Problem details -
Wherever a line of the records contains "strap", copy that line.

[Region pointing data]
+-------+
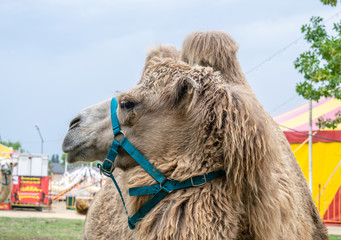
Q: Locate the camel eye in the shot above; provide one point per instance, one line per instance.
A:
(128, 105)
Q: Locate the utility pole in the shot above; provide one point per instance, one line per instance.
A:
(41, 137)
(310, 145)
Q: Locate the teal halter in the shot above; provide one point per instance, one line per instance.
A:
(6, 174)
(160, 190)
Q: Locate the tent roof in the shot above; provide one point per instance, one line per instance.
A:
(4, 149)
(295, 122)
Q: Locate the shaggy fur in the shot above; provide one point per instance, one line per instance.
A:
(218, 50)
(192, 119)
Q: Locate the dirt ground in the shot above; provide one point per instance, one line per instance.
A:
(60, 211)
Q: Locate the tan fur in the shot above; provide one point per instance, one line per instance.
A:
(82, 206)
(192, 120)
(211, 47)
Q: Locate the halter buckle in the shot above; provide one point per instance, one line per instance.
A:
(195, 185)
(162, 186)
(111, 168)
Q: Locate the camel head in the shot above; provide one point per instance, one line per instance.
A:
(184, 119)
(7, 165)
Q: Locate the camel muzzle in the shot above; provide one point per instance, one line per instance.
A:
(160, 190)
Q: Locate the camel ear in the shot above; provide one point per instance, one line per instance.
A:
(162, 51)
(213, 49)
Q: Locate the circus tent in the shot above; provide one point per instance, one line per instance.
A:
(326, 153)
(82, 182)
(5, 151)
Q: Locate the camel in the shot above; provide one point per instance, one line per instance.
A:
(193, 112)
(6, 169)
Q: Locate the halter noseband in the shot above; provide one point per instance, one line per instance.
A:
(9, 173)
(160, 190)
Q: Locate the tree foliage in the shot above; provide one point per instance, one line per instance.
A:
(321, 64)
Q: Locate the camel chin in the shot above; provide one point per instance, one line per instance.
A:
(89, 135)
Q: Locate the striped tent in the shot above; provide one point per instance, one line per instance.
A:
(326, 153)
(5, 151)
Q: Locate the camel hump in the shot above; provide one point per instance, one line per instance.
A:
(82, 206)
(214, 49)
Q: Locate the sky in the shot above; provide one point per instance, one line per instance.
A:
(60, 56)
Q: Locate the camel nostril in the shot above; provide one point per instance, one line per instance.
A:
(75, 122)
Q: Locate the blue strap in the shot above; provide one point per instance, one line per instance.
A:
(160, 190)
(116, 185)
(176, 185)
(140, 159)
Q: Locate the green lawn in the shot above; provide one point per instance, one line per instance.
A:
(334, 237)
(40, 228)
(48, 229)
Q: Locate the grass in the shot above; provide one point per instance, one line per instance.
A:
(40, 228)
(334, 237)
(49, 228)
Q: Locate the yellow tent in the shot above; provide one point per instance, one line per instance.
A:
(5, 151)
(326, 153)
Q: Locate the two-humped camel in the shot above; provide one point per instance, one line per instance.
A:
(6, 184)
(191, 113)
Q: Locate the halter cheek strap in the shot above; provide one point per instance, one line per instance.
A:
(6, 174)
(160, 190)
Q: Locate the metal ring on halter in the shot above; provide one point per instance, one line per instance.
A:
(120, 133)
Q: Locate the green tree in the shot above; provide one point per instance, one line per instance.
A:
(63, 158)
(321, 64)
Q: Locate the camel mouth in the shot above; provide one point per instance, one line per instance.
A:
(74, 145)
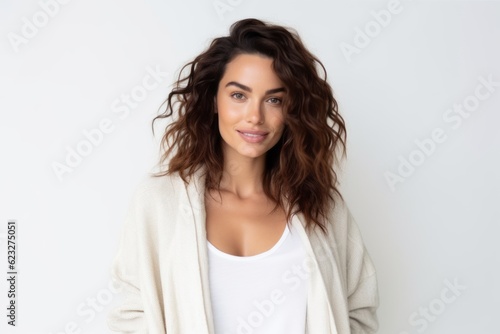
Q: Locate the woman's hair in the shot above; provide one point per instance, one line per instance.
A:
(299, 168)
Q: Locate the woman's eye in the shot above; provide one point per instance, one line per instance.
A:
(238, 96)
(275, 100)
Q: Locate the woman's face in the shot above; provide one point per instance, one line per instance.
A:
(249, 102)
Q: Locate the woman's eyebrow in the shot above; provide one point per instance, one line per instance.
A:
(248, 89)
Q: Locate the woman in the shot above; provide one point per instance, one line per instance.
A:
(245, 231)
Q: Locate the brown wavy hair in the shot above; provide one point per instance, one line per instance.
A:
(299, 169)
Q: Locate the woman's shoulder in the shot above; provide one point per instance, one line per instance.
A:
(153, 186)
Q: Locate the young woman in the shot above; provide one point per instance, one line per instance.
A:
(244, 230)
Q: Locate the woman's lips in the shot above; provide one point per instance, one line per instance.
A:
(253, 136)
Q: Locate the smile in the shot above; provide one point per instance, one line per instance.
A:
(252, 138)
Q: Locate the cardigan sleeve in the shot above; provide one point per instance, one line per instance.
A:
(129, 316)
(363, 297)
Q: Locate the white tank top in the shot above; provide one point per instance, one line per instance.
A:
(260, 294)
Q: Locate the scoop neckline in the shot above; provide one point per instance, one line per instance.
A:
(250, 257)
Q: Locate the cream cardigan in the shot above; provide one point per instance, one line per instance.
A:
(162, 264)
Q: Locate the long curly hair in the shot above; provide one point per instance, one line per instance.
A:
(299, 170)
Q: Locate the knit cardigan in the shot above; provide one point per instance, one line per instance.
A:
(162, 266)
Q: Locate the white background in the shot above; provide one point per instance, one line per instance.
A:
(440, 225)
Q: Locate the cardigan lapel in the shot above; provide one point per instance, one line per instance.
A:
(320, 317)
(196, 197)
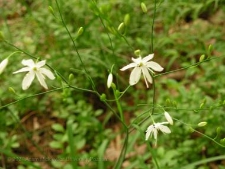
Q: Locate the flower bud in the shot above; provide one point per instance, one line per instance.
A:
(126, 19)
(1, 36)
(143, 7)
(80, 31)
(202, 57)
(71, 77)
(137, 52)
(51, 10)
(201, 124)
(3, 65)
(222, 141)
(168, 117)
(109, 80)
(103, 97)
(121, 27)
(12, 90)
(210, 48)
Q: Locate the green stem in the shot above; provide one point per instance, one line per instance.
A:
(153, 98)
(75, 47)
(153, 22)
(118, 104)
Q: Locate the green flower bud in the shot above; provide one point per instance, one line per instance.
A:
(222, 141)
(103, 97)
(1, 36)
(71, 77)
(137, 52)
(202, 57)
(210, 48)
(144, 8)
(80, 31)
(12, 90)
(218, 130)
(117, 93)
(126, 19)
(201, 124)
(113, 86)
(121, 28)
(50, 9)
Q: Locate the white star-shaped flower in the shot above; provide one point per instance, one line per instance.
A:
(34, 69)
(153, 130)
(142, 65)
(3, 64)
(168, 117)
(109, 80)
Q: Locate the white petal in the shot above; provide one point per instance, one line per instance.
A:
(129, 66)
(47, 73)
(109, 80)
(155, 66)
(168, 118)
(135, 75)
(25, 69)
(155, 132)
(147, 58)
(137, 60)
(41, 63)
(3, 64)
(29, 63)
(148, 132)
(146, 75)
(41, 79)
(27, 80)
(164, 129)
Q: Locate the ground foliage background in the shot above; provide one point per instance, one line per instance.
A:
(66, 123)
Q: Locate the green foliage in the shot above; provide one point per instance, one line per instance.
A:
(79, 121)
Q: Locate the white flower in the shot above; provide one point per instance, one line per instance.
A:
(109, 80)
(34, 69)
(3, 64)
(142, 66)
(153, 130)
(168, 117)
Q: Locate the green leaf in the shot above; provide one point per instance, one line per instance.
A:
(58, 127)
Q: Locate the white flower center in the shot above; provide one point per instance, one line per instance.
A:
(140, 64)
(35, 68)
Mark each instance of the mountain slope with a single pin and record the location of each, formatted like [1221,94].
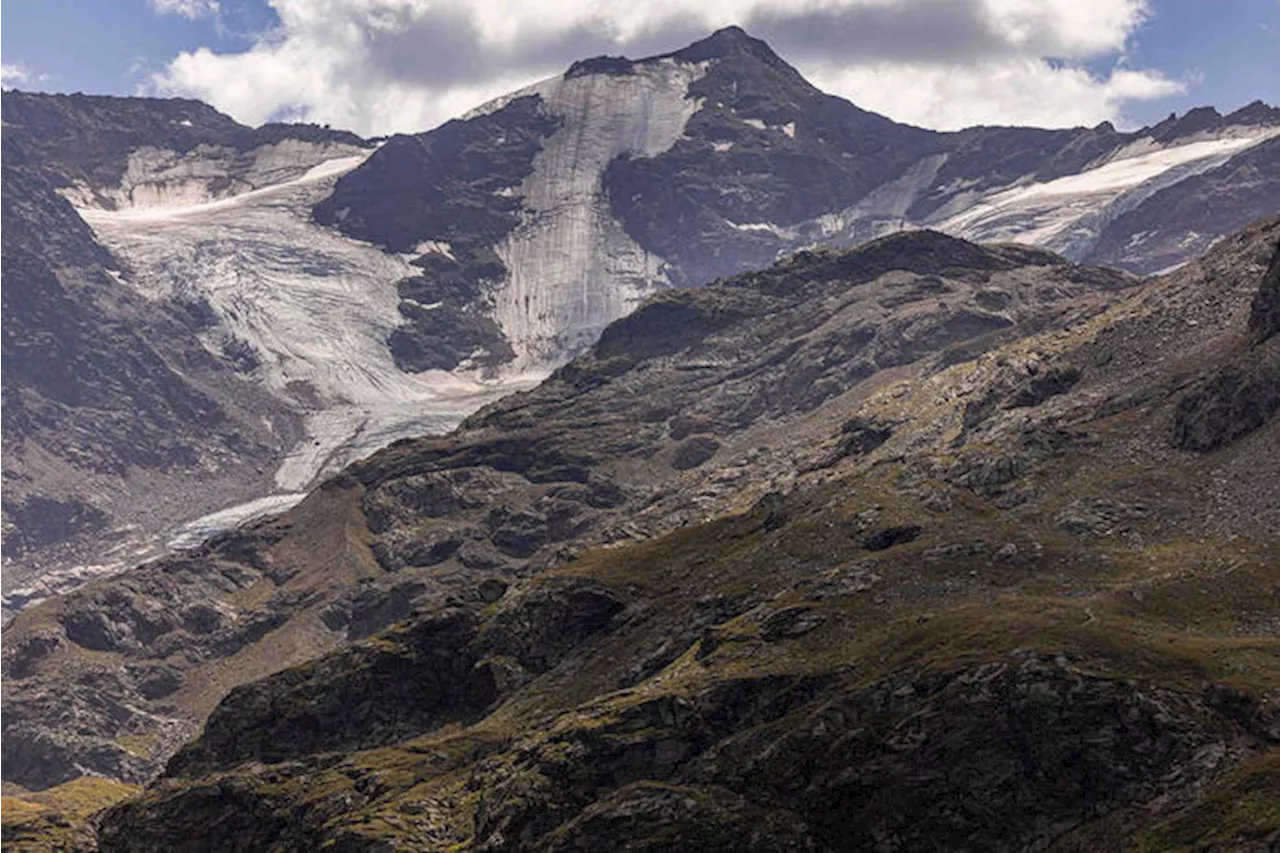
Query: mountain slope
[643,438]
[179,316]
[539,218]
[983,603]
[446,269]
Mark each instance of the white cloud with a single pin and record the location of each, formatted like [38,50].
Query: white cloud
[391,65]
[191,9]
[13,74]
[1018,91]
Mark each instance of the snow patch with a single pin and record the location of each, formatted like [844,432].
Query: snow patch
[315,306]
[1068,214]
[163,179]
[574,269]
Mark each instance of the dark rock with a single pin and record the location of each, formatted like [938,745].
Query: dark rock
[493,589]
[649,817]
[1265,315]
[790,623]
[1232,404]
[891,537]
[410,680]
[860,437]
[539,626]
[1052,382]
[159,683]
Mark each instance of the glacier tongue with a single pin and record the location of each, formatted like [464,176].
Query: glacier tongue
[1068,214]
[572,268]
[314,309]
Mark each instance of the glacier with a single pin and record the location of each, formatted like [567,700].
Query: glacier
[312,306]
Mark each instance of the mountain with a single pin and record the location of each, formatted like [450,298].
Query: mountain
[547,214]
[123,381]
[819,557]
[323,297]
[867,548]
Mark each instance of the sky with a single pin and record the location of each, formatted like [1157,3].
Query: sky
[382,67]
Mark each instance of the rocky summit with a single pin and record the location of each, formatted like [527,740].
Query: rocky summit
[265,306]
[667,456]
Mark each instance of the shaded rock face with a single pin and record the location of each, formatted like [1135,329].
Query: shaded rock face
[1242,396]
[410,683]
[572,200]
[915,642]
[1265,315]
[1229,405]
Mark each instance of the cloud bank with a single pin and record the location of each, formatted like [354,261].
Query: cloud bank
[403,65]
[13,76]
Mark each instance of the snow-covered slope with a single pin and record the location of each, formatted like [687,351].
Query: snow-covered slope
[1069,214]
[304,310]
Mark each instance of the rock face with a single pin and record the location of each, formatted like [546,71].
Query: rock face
[920,591]
[584,194]
[355,296]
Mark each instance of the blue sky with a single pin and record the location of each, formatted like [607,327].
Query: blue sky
[1219,51]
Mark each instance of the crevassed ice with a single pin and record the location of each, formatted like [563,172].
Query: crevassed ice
[572,267]
[315,306]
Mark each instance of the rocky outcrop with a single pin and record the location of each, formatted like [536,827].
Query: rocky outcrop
[846,628]
[1265,315]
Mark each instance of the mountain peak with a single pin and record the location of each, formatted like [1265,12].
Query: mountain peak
[727,44]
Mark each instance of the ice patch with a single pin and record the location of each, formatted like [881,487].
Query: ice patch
[196,533]
[434,247]
[315,306]
[1068,214]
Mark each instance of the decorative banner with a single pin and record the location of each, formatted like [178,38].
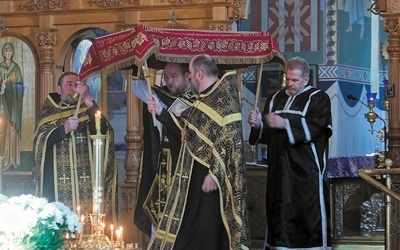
+-------+
Response area -
Q: Locate the blue strap in the shot above; provide one point per instance, one line per instance.
Q: Locate the halter cheek strap in the shot above; provide one point per instance, one line per instance.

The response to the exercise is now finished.